==== EXTRAIT DU DOCUMENT ====

Dans le sud du Sénégal, les opérations de déminage de la Casamance ont repris depuis le 27 février 2019. Tout s’est arrêté après l’enlèvement de cinq démineurs mardi 14 mai. La perspective d’une reprise des activités reste incertaine. Les équipes doivent également faire face aux réticences d’une partie des habitants sur le terrain.
Ce mardi 14 mai, les démineurs prennent leur service comme chaque matin. Ils se sont levés tôt : autour de cinq heures du matin, afin d’éviter les fortes chaleurs. Tous sont salariés de l’ONG Humanité et Inclusion, le nouveau nom de Handicap International, opérateur historique en Casamance. L’équipe se dirige vers la zone à déminer, entre Bafata et Bindaba. Dans cette forêt, dense et peu habitée, il s’agit de dépolluer l’intégralité d’une ancienne piste qui reliait les deux villages.

====

§ EXERCICES
A - Dans l'extrait sur le déminage en Casamance, quel est le nouveau nom de Handicap International ?
B - Relevez tous les noms de lieux géographiques mentionnés dans l'extrait sur le déminage en Casamance.
C - Prolongez le texte sur le déminage en Casamance à partir de sa dernière phrase.

==== DONNÉES FOURNIES ====

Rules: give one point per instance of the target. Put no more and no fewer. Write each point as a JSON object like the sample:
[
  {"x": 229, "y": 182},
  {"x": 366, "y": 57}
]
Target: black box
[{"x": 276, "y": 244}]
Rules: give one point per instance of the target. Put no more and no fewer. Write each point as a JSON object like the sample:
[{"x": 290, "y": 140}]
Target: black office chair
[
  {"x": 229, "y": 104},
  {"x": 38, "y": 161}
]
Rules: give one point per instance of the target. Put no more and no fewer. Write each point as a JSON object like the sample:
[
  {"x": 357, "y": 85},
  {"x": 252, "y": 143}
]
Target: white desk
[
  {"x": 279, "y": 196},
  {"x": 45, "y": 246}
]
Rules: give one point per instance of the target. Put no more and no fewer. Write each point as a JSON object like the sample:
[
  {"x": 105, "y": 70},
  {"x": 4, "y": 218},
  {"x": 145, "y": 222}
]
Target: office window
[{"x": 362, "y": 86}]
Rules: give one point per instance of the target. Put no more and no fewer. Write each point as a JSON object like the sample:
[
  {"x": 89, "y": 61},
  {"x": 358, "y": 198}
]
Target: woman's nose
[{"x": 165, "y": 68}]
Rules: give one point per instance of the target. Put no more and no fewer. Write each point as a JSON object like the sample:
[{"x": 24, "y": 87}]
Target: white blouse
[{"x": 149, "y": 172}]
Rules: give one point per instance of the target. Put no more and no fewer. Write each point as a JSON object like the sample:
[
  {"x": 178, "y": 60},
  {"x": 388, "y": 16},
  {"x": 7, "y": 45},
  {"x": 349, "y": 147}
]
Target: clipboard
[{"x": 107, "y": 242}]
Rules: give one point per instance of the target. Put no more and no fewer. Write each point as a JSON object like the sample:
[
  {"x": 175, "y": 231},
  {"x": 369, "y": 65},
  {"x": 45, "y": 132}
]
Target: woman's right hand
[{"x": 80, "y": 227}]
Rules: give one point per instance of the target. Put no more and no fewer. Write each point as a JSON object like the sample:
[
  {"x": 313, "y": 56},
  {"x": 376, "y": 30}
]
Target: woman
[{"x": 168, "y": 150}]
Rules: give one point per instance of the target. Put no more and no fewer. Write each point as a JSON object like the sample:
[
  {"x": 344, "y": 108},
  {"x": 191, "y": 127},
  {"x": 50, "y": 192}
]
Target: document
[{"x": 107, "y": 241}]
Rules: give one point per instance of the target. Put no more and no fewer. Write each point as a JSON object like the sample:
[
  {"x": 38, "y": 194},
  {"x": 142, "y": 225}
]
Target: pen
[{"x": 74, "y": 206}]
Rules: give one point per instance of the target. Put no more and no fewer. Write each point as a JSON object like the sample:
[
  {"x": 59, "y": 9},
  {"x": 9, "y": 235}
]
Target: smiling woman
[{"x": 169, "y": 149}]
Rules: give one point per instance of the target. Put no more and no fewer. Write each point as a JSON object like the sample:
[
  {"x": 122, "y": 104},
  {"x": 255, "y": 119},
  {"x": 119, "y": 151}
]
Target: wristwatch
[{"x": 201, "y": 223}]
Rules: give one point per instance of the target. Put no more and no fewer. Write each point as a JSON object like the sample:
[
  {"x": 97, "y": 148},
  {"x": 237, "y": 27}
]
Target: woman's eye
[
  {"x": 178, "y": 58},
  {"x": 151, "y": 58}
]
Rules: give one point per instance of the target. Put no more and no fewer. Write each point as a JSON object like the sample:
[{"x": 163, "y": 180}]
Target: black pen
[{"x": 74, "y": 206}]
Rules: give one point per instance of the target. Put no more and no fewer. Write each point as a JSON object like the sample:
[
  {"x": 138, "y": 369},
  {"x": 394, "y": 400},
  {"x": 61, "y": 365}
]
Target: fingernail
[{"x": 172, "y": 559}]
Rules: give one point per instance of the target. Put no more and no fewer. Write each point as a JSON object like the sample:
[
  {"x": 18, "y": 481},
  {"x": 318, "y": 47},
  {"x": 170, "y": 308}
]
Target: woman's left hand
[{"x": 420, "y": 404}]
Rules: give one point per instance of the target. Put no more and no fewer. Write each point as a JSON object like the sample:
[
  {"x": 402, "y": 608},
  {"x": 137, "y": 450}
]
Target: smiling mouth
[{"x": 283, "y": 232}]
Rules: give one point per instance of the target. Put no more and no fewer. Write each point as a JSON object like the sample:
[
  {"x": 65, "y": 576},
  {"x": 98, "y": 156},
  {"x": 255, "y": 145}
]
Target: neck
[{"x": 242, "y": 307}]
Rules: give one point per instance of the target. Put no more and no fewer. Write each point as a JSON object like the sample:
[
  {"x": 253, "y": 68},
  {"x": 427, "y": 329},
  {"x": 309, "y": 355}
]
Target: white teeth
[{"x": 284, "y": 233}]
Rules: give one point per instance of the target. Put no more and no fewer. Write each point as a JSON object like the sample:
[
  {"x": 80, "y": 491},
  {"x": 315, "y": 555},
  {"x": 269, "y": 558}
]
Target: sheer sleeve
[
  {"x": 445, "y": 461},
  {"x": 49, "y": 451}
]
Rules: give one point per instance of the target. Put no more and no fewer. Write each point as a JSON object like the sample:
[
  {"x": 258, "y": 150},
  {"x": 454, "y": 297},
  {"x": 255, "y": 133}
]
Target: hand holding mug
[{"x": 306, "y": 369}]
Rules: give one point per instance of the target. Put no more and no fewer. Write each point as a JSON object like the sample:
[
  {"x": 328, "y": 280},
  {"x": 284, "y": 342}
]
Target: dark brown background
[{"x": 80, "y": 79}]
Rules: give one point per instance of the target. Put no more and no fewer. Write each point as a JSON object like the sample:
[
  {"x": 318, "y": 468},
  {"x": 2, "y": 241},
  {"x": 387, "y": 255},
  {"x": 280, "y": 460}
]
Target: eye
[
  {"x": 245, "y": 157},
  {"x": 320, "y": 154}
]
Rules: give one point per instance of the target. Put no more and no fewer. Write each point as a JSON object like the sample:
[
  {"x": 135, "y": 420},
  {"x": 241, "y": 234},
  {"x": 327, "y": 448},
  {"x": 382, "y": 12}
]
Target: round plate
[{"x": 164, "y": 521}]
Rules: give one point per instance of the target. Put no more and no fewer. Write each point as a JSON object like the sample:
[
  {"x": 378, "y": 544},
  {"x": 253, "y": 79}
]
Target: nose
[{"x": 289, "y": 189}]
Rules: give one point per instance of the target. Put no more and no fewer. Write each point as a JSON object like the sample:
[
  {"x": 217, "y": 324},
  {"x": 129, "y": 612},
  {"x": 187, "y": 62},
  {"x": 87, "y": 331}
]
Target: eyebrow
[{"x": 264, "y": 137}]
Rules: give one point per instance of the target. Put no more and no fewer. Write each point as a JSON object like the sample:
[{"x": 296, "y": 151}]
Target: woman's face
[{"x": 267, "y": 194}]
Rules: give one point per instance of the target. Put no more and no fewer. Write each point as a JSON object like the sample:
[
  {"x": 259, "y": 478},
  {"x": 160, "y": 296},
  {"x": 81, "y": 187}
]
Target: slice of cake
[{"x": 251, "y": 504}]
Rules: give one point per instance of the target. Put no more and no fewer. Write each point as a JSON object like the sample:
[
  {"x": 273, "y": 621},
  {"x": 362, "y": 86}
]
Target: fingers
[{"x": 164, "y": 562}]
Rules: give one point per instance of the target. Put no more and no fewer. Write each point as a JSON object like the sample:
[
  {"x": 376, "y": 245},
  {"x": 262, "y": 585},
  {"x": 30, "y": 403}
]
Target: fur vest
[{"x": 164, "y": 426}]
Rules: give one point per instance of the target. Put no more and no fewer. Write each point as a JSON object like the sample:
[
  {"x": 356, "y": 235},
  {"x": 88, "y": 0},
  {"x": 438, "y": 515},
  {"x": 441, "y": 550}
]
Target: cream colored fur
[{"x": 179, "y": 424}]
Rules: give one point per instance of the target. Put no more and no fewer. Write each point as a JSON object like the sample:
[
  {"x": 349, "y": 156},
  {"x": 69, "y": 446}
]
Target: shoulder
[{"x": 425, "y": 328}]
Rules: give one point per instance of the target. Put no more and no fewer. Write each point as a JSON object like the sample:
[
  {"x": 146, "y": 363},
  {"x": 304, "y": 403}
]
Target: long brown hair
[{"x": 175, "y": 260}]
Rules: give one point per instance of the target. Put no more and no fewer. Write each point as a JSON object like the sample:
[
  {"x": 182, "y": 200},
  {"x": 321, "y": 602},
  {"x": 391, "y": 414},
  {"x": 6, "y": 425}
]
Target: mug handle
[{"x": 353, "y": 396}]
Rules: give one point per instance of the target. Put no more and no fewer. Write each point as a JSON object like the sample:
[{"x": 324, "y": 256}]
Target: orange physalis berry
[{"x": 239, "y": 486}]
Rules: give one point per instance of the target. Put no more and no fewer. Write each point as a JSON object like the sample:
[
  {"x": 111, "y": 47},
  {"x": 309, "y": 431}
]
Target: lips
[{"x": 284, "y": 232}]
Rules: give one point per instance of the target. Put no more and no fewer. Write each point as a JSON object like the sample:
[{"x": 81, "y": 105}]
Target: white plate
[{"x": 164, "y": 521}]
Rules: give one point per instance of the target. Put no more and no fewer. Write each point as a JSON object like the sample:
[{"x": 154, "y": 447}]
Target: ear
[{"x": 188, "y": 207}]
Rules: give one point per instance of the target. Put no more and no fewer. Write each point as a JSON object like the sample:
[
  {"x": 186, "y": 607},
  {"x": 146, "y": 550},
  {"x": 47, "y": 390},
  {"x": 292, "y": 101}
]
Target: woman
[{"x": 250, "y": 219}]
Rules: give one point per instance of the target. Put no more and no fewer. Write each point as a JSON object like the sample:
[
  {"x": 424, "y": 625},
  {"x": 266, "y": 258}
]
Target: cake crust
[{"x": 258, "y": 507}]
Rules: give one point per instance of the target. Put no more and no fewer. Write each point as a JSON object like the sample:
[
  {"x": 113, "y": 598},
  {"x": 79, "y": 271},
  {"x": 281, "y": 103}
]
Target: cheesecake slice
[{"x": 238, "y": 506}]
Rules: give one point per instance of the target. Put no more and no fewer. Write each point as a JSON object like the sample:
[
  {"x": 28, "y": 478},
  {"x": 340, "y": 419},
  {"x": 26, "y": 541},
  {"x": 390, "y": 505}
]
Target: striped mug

====

§ CORRIGÉ
A - Humanité et Inclusion.

B - Sénégal, Casamance, Bafata, Bindaba

C -
Après le traditionnel « briefing » de sécurité au camp de base, les hommes et les femmes en bleu empruntent le début de la piste jusqu’aux terrains à déminer. A l’avant, au front, les démineurs démarrent la machine qui leur permet de retourner la terre, afin de trouver d’éventuelles mines, posées des années plus tôt aussi bien par l’armée sénégalaise que par les membres des branches armées du MFDC, le mouvement – indépendantiste – des forces démocratiques de la Casamance. Une partie de l’équipe, comme le veut la procédure, reste à l’arrière de la zone avec l’infirmière de l’ONG, présente comme chaque jour pour remédier à un éventuel accident grave.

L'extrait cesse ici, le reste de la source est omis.